[Point-based annotation data]
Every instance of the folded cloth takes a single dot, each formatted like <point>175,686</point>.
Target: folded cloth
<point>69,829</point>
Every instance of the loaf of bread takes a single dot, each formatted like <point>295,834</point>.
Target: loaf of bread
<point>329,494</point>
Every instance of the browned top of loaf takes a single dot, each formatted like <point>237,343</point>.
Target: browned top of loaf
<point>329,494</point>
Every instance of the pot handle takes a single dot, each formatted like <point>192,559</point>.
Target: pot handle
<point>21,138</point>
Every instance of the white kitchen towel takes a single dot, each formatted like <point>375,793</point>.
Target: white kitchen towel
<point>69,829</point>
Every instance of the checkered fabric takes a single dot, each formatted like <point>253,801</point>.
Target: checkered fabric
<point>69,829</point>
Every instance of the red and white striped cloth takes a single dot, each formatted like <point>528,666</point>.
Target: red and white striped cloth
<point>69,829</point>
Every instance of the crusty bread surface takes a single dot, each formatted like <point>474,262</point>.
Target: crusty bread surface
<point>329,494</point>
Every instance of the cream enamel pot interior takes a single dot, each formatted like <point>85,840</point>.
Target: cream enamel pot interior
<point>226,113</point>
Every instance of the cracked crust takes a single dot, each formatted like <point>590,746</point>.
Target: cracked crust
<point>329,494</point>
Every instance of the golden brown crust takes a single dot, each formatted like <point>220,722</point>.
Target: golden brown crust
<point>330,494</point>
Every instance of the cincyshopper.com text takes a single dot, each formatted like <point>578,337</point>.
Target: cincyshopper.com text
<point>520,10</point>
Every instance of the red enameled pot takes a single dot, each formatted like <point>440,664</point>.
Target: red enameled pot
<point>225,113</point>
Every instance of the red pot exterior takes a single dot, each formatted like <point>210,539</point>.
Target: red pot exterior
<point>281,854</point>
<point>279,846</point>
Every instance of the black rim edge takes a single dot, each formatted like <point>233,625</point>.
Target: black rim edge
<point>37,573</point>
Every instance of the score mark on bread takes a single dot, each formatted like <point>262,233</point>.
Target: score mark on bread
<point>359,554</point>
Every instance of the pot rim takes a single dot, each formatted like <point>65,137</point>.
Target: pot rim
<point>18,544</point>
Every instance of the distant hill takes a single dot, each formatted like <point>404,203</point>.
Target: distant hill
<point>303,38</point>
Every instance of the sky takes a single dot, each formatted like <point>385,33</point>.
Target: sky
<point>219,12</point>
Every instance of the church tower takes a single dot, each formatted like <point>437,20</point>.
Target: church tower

§ Task instructions
Above are some records. Print them all exactly.

§ Exercise response
Every instance of the folded cloth takes a single dot, each formatted like <point>175,686</point>.
Target: folded cloth
<point>69,829</point>
Every instance of the loaf of bread takes a single dot, each formatted like <point>295,834</point>.
Target: loaf of bread
<point>329,494</point>
Every instance of the browned top of loaf takes a single dot, each formatted like <point>237,343</point>.
Target: browned top of loaf
<point>329,494</point>
Every instance of the pot handle takes a single dot, each formatted like <point>192,559</point>.
Target: pot handle
<point>21,138</point>
Every instance of the white kitchen towel takes a single dot, each formatted like <point>375,793</point>.
Target: white kitchen towel
<point>69,829</point>
Every instance of the checkered fabric takes a single dot, each formatted like <point>253,801</point>.
Target: checkered fabric
<point>69,829</point>
Every instance of the red and white striped cloth takes a single dot, each formatted like <point>528,666</point>.
Target: red and white striped cloth
<point>69,829</point>
Every instance of the crusty bread surface takes a single dot, each formatted like <point>474,262</point>.
Target: crusty bread surface
<point>329,494</point>
Every instance of the cream enamel pot interior takes a single dot, each formatted like <point>85,840</point>.
Target: cream enamel pot interior
<point>226,113</point>
Every instance of the cracked crust takes a single dot, each formatted like <point>590,746</point>.
Target: cracked crust
<point>329,494</point>
Every instance of the golden brown crust takes a single dot, each formatted like <point>220,722</point>.
Target: golden brown crust
<point>330,494</point>
Every instance of the cincyshopper.com text takes a single dot, each formatted like <point>578,337</point>.
Target: cincyshopper.com text
<point>520,10</point>
Every instance of the red enameled pot takes a single dot, each formatted like <point>440,664</point>.
Target: red enameled pot
<point>225,113</point>
Every instance of the red pot exterior takes a single dot, each formatted like <point>210,539</point>.
Target: red pot exterior
<point>281,854</point>
<point>279,846</point>
Every instance of the black rim edge takes a single dot, each formatted like <point>233,625</point>.
Target: black rim edge
<point>37,573</point>
Every instance of the score mark on bread takes a single dot, each formatted like <point>262,233</point>.
Target: score mark on bread
<point>359,554</point>
Every instance of the pot rim takes a single dot, each formatted like <point>65,137</point>.
Target: pot rim
<point>18,544</point>
Every instance of the distant hill takes a single dot, each formatted like <point>404,203</point>.
Target: distant hill
<point>303,38</point>
Every instance of the sky takes a single dot, each formatted like <point>385,33</point>.
Target: sky
<point>219,12</point>
Every instance of the church tower takes a single dot, each formatted like <point>437,20</point>.
Target: church tower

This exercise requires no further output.